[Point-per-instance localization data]
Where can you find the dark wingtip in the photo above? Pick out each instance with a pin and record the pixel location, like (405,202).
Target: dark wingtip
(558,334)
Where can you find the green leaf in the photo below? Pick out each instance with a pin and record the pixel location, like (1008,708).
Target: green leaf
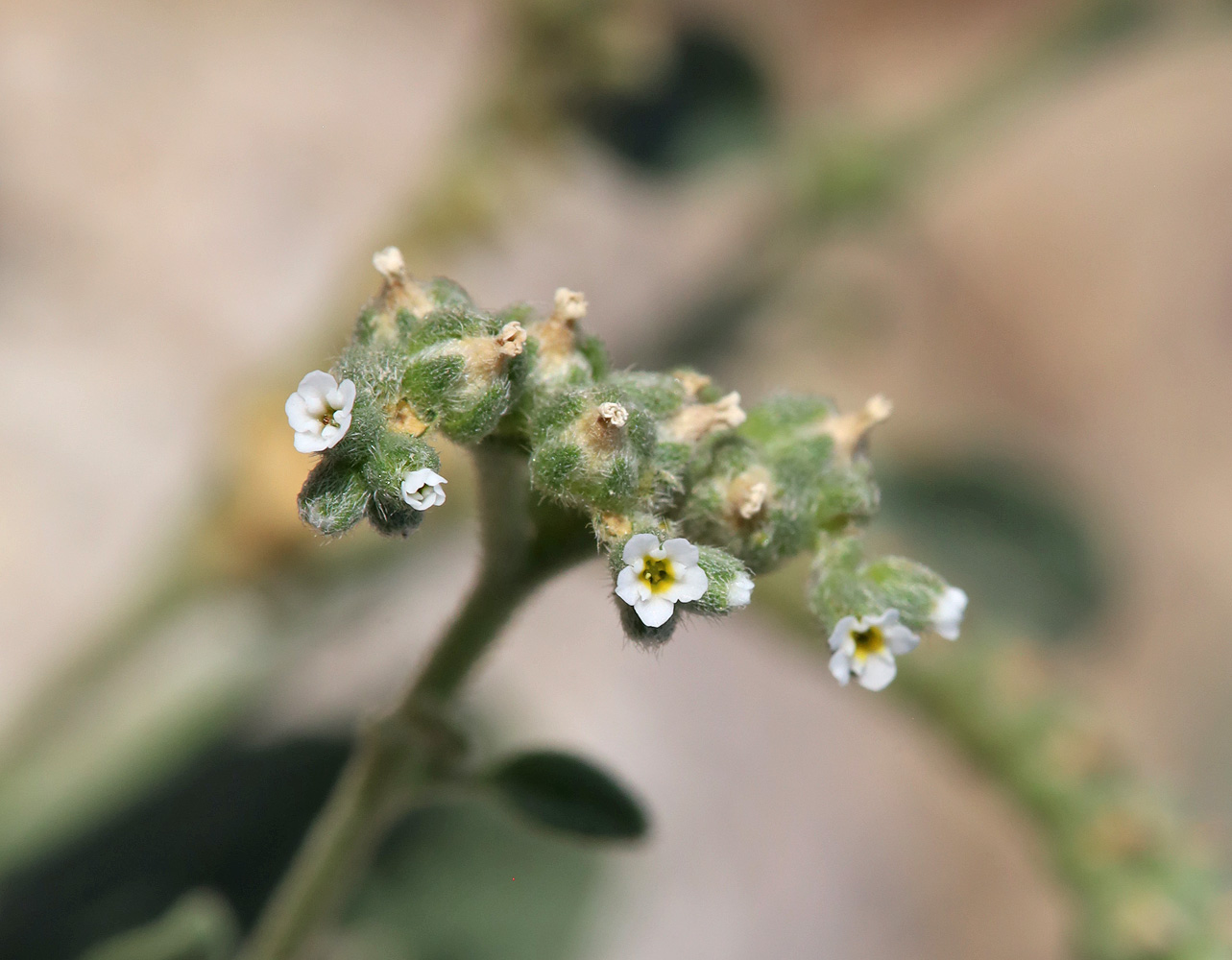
(568,794)
(471,881)
(199,926)
(1011,538)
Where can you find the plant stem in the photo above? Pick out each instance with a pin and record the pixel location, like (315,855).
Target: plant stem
(384,777)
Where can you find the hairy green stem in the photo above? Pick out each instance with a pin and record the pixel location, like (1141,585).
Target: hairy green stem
(384,777)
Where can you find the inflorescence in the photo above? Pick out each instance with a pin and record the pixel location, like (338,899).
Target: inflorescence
(688,494)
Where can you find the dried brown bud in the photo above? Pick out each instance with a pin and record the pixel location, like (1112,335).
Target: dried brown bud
(695,420)
(613,414)
(850,430)
(569,305)
(512,339)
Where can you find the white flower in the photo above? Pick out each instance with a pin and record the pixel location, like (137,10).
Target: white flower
(948,612)
(739,591)
(321,412)
(422,488)
(660,577)
(866,647)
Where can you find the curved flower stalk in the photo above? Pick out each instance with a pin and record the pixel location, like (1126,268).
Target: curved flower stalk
(690,494)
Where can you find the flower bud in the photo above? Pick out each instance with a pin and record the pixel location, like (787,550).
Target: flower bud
(761,512)
(843,585)
(836,586)
(397,305)
(924,600)
(566,356)
(730,583)
(464,373)
(395,457)
(334,496)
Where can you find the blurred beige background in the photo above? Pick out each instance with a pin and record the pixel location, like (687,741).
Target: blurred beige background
(186,190)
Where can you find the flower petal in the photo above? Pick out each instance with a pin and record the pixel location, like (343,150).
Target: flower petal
(884,620)
(656,612)
(299,416)
(843,631)
(739,591)
(901,639)
(948,612)
(630,587)
(691,583)
(840,667)
(879,670)
(680,551)
(639,546)
(309,443)
(343,398)
(317,385)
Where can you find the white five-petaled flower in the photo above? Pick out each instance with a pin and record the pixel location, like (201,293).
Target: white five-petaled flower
(660,577)
(422,488)
(948,612)
(319,412)
(865,647)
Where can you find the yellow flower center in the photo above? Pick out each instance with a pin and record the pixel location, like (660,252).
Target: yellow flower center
(658,574)
(867,642)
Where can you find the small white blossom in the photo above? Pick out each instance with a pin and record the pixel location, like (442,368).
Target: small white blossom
(865,647)
(319,412)
(422,488)
(739,591)
(948,612)
(660,577)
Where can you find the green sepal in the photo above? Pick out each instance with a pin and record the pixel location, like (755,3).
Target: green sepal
(334,496)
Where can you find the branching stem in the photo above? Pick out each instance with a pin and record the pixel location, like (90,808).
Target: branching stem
(386,776)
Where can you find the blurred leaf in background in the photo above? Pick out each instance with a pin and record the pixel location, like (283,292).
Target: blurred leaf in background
(469,881)
(1008,534)
(709,99)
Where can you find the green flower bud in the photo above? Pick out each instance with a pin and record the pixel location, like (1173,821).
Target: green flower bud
(395,457)
(334,496)
(761,511)
(589,447)
(464,374)
(567,357)
(728,583)
(844,585)
(838,588)
(397,307)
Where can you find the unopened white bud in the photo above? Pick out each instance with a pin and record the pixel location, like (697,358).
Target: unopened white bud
(390,264)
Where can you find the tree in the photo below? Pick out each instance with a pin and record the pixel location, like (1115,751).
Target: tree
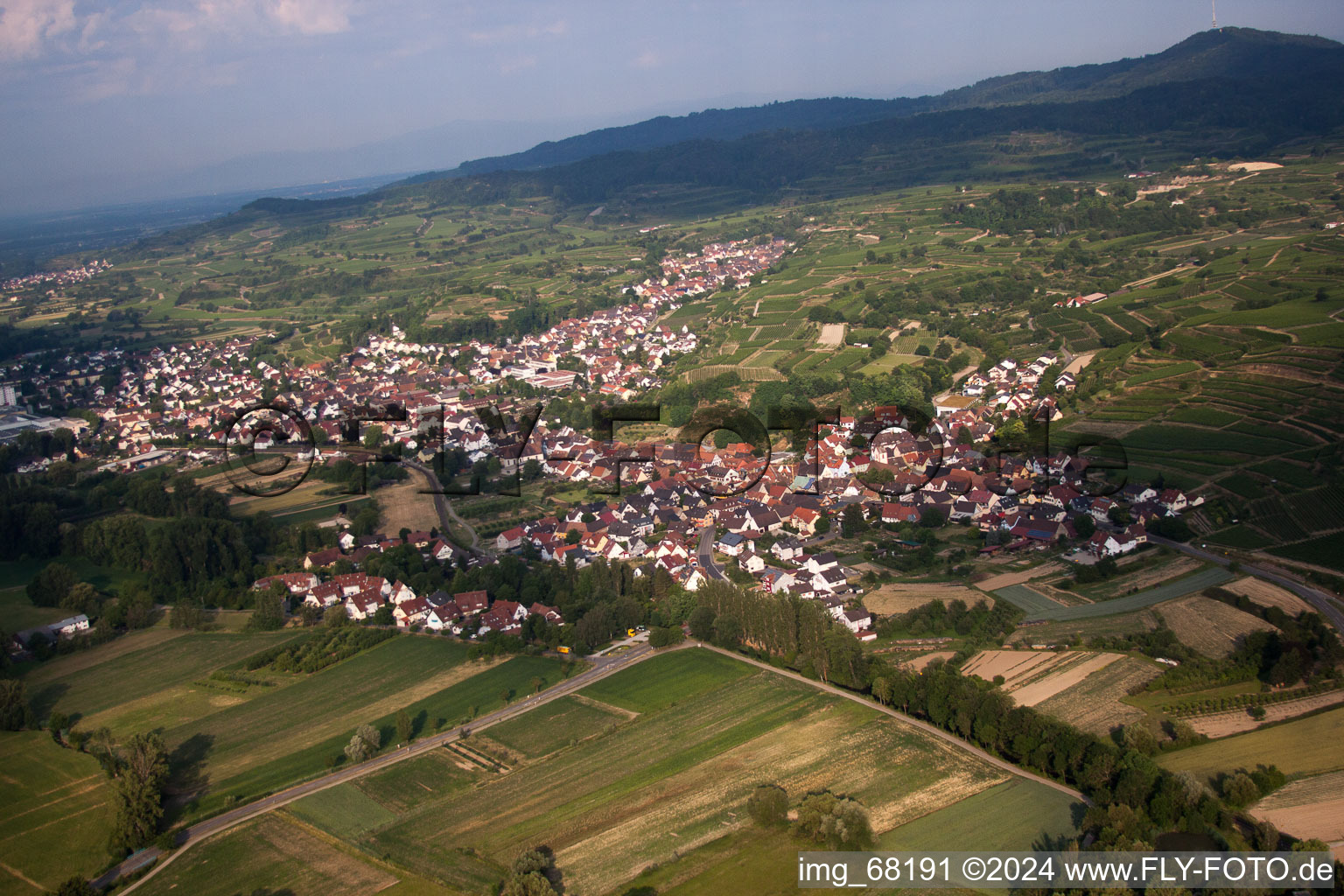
(52,586)
(356,750)
(137,790)
(837,821)
(15,713)
(531,875)
(769,806)
(702,624)
(270,609)
(727,632)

*Work item:* For this exercise, return the data above exactly and leave every picture out.

*Answer box:*
Where can you find the dark wingtip in the photo above? Pick out each instance with a pin and record the pixel location, like (405,202).
Target: dark wingtip
(558,334)
Where can you find the green leaf in the photo below? Pick out each instance with a pin and record the pixel location, like (1008,708).
Target: green leaf
(568,794)
(471,881)
(199,926)
(1011,538)
Where can you find the plant stem in the photo above? Pick out each instance with a pin and record the pixel location, like (315,855).
Target: plant stem
(384,777)
Where can you find the hairy green stem in the photo above? Pick out each instance with a pin and record the pixel location, like (1141,585).
Target: hairy green stem
(384,777)
Where can you find the inflorescence in the photo above? Pick out each instance with a pin and record the pixel location, like (338,899).
Target: inflorescence
(688,494)
Where can you find the dried brown bud in the photo above? Pick out each instance with a pin and record the pixel location, like (1112,335).
Target: dried brown bud
(695,420)
(613,414)
(850,430)
(569,305)
(512,339)
Where can you find the white flower in the photo above? Pick out each instance with a pin and record the pixel location, like (137,10).
Target: white flower
(948,612)
(739,591)
(321,412)
(422,488)
(660,577)
(866,647)
Where can you find the curved flower stalk in the photo above? Pick out each instance with a pin and record the pixel location, like (1126,268).
Target: curved flower stalk
(690,494)
Where can you find the flower bud in the photo above? Pick out each instance with a pin and record the pixel location, like (787,550).
Target: flower bud
(761,512)
(843,585)
(836,586)
(397,305)
(924,600)
(566,356)
(730,583)
(464,373)
(395,457)
(334,496)
Where can you find the blurred beige background in the photo above? Pick out each instance with a pin and record the pixel location, like (687,741).
Target: blurred beige background
(186,190)
Where can you find the flower petal in the photo above? Pick out each instance with a pin and record the pixel location, like (343,150).
Target: flower petal
(884,620)
(656,612)
(299,416)
(843,631)
(739,591)
(901,639)
(948,612)
(630,587)
(691,583)
(840,667)
(879,670)
(680,551)
(639,546)
(309,443)
(343,398)
(317,385)
Where can you find the white five-petaled flower in the photo above? Pick out each instance with a pin and record the pixel location, like (201,293).
Target: white five-petaled flower
(660,577)
(422,488)
(948,612)
(319,412)
(865,647)
Where can you find the yellow flower center in the photo above? Pick out each instance with a pin and record the pixel location, like (660,252).
Target: yellow flower center
(658,574)
(867,642)
Where can you find the small white blossom in the photo above? Pick out each instance with a pin and record the pixel location, like (442,368).
Target: small white blossom
(865,647)
(319,412)
(422,488)
(739,591)
(948,612)
(660,577)
Where can you find the green sepal in the photo above? Pick out each instance with a pin and record the pixel location, like (755,3).
Target: green sepal
(334,496)
Where can you find the branching stem in the photo above? Pick out each instance with a pin and record the pixel location, like (90,808).
Target: branching stem
(386,776)
Where can you find the blurred leaf in background in the photo above? Pick out each instance with a pin and record the pixel location, like (283,292).
Target: blurred leaf in background
(469,881)
(1008,534)
(709,99)
Where can you find the green flower bud in the photo above? Pick out each instance with a pin and record the pixel location, like (1173,821).
Target: green flower bud
(395,457)
(334,496)
(761,511)
(589,447)
(464,374)
(567,357)
(728,583)
(844,585)
(838,588)
(397,307)
Where can you find the unopened white bud in the photo above? Pick out each instance with a pin and record the pixel location, like (697,358).
Target: unopened white bud
(390,264)
Where can you find the tree in the photo below? Pick out each instance with a pin and record the pixel location, like (1115,751).
Target: tree
(52,586)
(356,750)
(137,790)
(837,821)
(15,713)
(531,875)
(769,806)
(702,624)
(270,609)
(727,632)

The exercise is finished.